Digital Health: In Deutschland ist noch Luft nach oben. Foto: ©iStock.com/ipopba
Digital Health: In Deutschland ist noch Luft nach oben. Foto: ©iStock.com/ipopba

Mit innovativen Technologien Krankheiten heilen

Wie Matthies hatte auch Unternehmer und Autor Frank Thelen nur gute Worte für die Arbeit von Spahn übrig – er mache „einen guten Job“. In seinem Impulsvortrag gab der IT-Experte einen Überblick über diverse digitale Technologien – darunter Robotik, 3D-Druck, 5G-Netz oder die sog. Blockchain-Technologie. Als „die wichtigste Erfindung der Menschheit“ bezeichnet Thelen die Künstliche Intelligenz. „Das wird sich exponentiell entwickeln“, ist er sich sicher.

--- Arbeitsauftrag ---
Bearbeite einen Abschnitt des Textes über digitale Gesundheit und ersetze darin „Robotik“ durch „Sensorik“. Setze bei den Worten „Mit innovativen Technologien“ ein und höre nach „er sich sicher.“ auf.

(Datensätze aus einem Datenbestand)
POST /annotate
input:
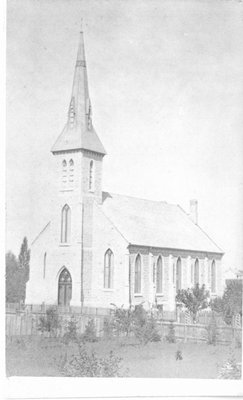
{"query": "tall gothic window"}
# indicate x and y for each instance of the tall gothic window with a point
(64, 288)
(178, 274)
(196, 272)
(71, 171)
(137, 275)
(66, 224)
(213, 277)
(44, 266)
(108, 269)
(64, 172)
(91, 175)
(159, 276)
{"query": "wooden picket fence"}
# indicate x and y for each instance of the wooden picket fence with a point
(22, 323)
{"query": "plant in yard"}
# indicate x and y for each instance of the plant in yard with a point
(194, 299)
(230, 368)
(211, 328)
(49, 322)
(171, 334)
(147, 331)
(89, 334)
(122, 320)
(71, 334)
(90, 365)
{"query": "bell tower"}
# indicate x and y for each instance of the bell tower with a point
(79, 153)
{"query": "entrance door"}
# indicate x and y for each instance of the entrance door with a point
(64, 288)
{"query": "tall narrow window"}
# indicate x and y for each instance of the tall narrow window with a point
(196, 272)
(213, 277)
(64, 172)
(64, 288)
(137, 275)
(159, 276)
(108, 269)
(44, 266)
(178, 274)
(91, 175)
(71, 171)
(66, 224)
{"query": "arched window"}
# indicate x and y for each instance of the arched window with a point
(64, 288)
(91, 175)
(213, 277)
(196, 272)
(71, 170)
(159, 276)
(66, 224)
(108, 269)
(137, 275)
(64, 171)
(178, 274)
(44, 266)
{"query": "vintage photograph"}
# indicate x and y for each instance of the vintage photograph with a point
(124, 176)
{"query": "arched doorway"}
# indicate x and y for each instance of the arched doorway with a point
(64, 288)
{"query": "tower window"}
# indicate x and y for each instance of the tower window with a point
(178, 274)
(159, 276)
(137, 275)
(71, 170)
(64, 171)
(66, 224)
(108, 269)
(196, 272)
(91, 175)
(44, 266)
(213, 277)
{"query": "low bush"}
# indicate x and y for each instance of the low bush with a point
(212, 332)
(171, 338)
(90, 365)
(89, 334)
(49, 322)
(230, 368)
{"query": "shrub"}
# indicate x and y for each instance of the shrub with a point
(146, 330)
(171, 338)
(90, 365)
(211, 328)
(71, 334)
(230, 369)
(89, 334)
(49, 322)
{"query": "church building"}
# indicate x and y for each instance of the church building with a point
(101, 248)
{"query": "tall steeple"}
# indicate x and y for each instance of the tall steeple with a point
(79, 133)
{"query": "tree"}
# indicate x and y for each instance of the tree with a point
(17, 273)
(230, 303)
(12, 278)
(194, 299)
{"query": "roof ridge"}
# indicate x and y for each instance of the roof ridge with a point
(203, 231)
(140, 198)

--- Antwort zur Aufgabe ---
Mit innovativen Technologien Krankheiten heilen

Wie Matthies hatte auch Unternehmer und Autor Frank Thelen nur gute Worte für die Arbeit von Spahn übrig – er mache „einen guten Job“. In seinem Impulsvortrag gab der IT-Experte einen Überblick über diverse digitale Technologien – darunter Sensorik, 3D-Druck, 5G-Netz oder die sog. Blockchain-Technologie. Als „die wichtigste Erfindung der Menschheit“ bezeichnet Thelen die Künstliche Intelligenz. „Das wird sich exponentiell entwickeln“, ist er sich sicher.